→ Source material:
--

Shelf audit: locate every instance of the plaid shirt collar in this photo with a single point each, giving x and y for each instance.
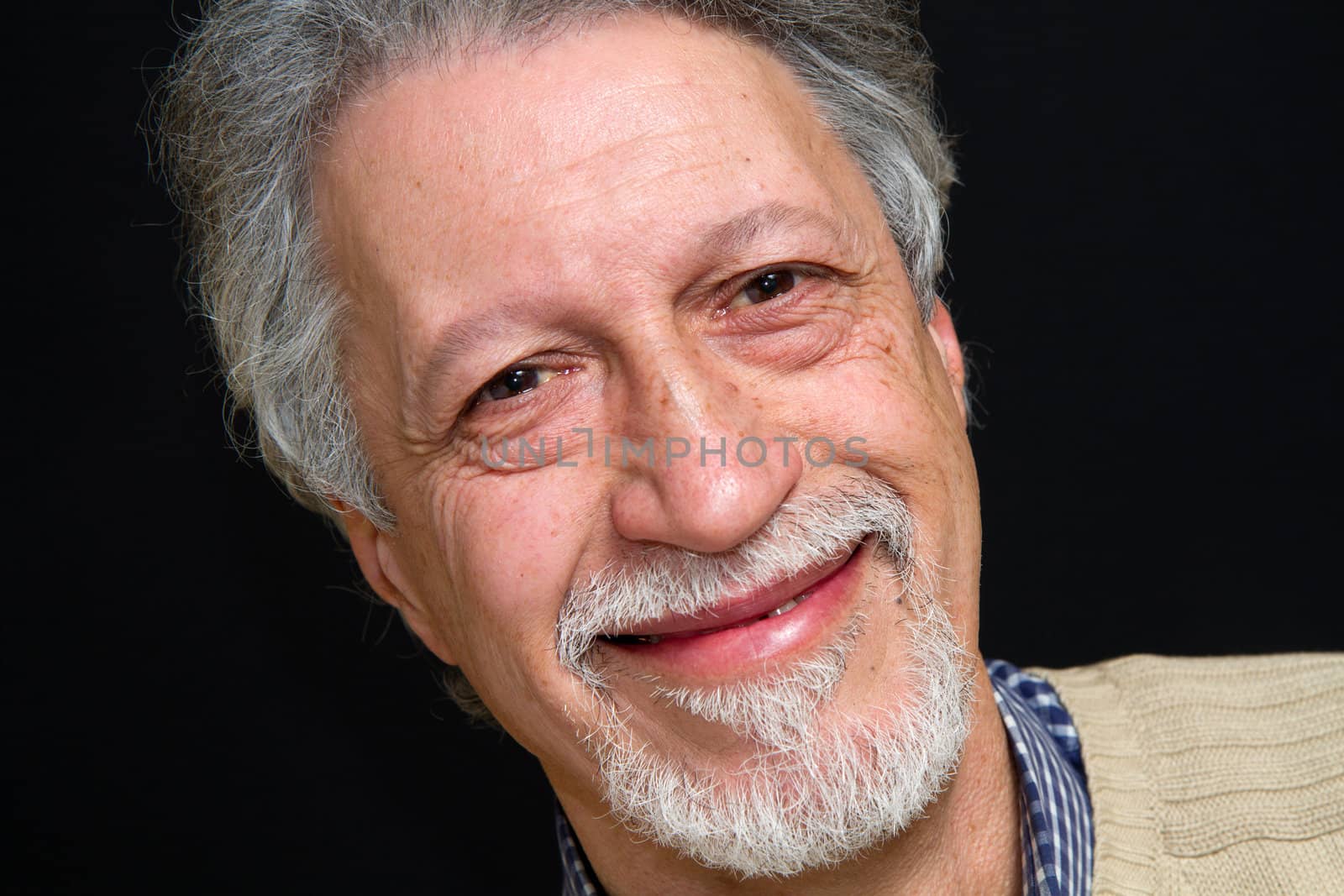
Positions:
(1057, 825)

--

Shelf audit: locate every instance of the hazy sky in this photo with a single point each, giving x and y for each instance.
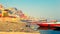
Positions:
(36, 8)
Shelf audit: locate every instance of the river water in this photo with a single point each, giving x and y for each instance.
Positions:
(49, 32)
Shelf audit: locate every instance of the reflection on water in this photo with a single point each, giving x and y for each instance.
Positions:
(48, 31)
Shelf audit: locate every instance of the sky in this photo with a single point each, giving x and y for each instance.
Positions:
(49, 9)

--

→ Task requirements:
Every line above that includes the string "instance" needs to be copied.

→ Task solution:
Shelf audit: locate every instance of the plaid shirt collar in this photo with a single point each, giving x and y for each instance.
Shelf audit: locate every instance of the hazy sky in this photo with a single point each, giving x and y for each instance.
Shelf audit: locate every instance of the river water in this photo with a single point each, giving x and y for each instance.
Shelf audit: locate every instance of the reflection on water in this photo with a single point each, giving x and y for each instance.
Shelf audit: locate every instance of the sky in this photo with a single point each, giving x and y for each instance.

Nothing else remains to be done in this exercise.